** start Data for processing **
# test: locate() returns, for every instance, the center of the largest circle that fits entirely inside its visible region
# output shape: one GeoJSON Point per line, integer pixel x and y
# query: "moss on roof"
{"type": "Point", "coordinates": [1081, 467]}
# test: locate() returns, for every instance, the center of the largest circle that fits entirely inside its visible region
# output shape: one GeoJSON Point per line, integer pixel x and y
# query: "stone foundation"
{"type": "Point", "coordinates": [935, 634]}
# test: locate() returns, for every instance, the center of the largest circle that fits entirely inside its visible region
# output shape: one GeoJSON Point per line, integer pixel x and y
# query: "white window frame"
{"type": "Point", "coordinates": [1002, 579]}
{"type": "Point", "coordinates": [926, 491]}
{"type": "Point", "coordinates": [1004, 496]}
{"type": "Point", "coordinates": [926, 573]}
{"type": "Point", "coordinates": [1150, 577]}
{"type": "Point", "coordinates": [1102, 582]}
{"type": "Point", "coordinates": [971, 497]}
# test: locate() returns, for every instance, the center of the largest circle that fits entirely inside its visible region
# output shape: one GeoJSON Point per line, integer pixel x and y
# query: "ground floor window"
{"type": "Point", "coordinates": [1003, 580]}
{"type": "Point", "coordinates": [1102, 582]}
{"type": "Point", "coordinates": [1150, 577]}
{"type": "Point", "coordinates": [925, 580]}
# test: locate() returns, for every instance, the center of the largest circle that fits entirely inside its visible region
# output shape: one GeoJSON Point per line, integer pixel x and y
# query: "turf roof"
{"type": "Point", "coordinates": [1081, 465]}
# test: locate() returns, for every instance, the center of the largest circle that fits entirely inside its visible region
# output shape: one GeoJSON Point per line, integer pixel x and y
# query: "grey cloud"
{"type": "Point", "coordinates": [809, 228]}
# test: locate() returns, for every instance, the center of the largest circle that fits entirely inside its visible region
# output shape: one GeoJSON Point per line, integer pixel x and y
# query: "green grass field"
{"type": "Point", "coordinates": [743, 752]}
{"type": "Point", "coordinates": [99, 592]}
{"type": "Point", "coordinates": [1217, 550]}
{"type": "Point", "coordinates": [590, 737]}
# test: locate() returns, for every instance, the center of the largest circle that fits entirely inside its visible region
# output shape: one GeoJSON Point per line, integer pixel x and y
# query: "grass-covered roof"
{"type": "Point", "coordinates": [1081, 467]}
** end Data for processing **
Return the material exactly as it stands.

# test: locate() returns, for every instance, the center of the largest circle that fits entirely inside its visible region
# output shape: one GeoJSON Point per line, integer pixel x and y
# query: "moss on roof"
{"type": "Point", "coordinates": [1081, 467]}
# test: locate() returns, for every instance, the center of the largest circle that fits entirely inside its visible region
# output shape: one GeoJSON Point per line, integer pixel x and y
# query: "stone foundation"
{"type": "Point", "coordinates": [935, 634]}
# test: locate() returns, for every instance, the center of the largest circle that fits entirely inside its visible region
# output shape: one GeoJSON Point per line, integer pixel x and y
# query: "white window frame"
{"type": "Point", "coordinates": [1002, 579]}
{"type": "Point", "coordinates": [926, 491]}
{"type": "Point", "coordinates": [1004, 496]}
{"type": "Point", "coordinates": [926, 573]}
{"type": "Point", "coordinates": [1150, 577]}
{"type": "Point", "coordinates": [1102, 582]}
{"type": "Point", "coordinates": [971, 497]}
# test: locate() returns, for every instance, the center of the largest circle that fits entirely inside its visible region
# output shape: one GeoJSON Point per line, integer pixel x and y
# query: "ground floor window"
{"type": "Point", "coordinates": [1003, 580]}
{"type": "Point", "coordinates": [1102, 582]}
{"type": "Point", "coordinates": [1150, 577]}
{"type": "Point", "coordinates": [925, 580]}
# test: locate() returns, for every instance, the center of the largest circle that fits entirely inside its visible region
# output shape: one GeoJSON Point per line, integer pixel x and y
# query: "turf roof"
{"type": "Point", "coordinates": [1081, 465]}
# test: locate() returns, for every instance, the center of the largest circle that fits entirely inside its visible region
# output shape: one GeoJSON Point per line, integer pixel x and y
# query: "grey cloud"
{"type": "Point", "coordinates": [809, 228]}
# test: locate() returns, for every instance, the center of the largest circle that fits entirely inside its visible region
# output shape: one GeoJSON Point per line, integer pixel x and y
# query: "green grass field"
{"type": "Point", "coordinates": [743, 752]}
{"type": "Point", "coordinates": [99, 592]}
{"type": "Point", "coordinates": [1217, 550]}
{"type": "Point", "coordinates": [590, 737]}
# test: locate() returns, for every instance, the center of the largest circle that fits entirely inside its visible region
# output shape: one GeoJSON Point per line, integer pixel x and y
# query: "grass-covered roof"
{"type": "Point", "coordinates": [1081, 467]}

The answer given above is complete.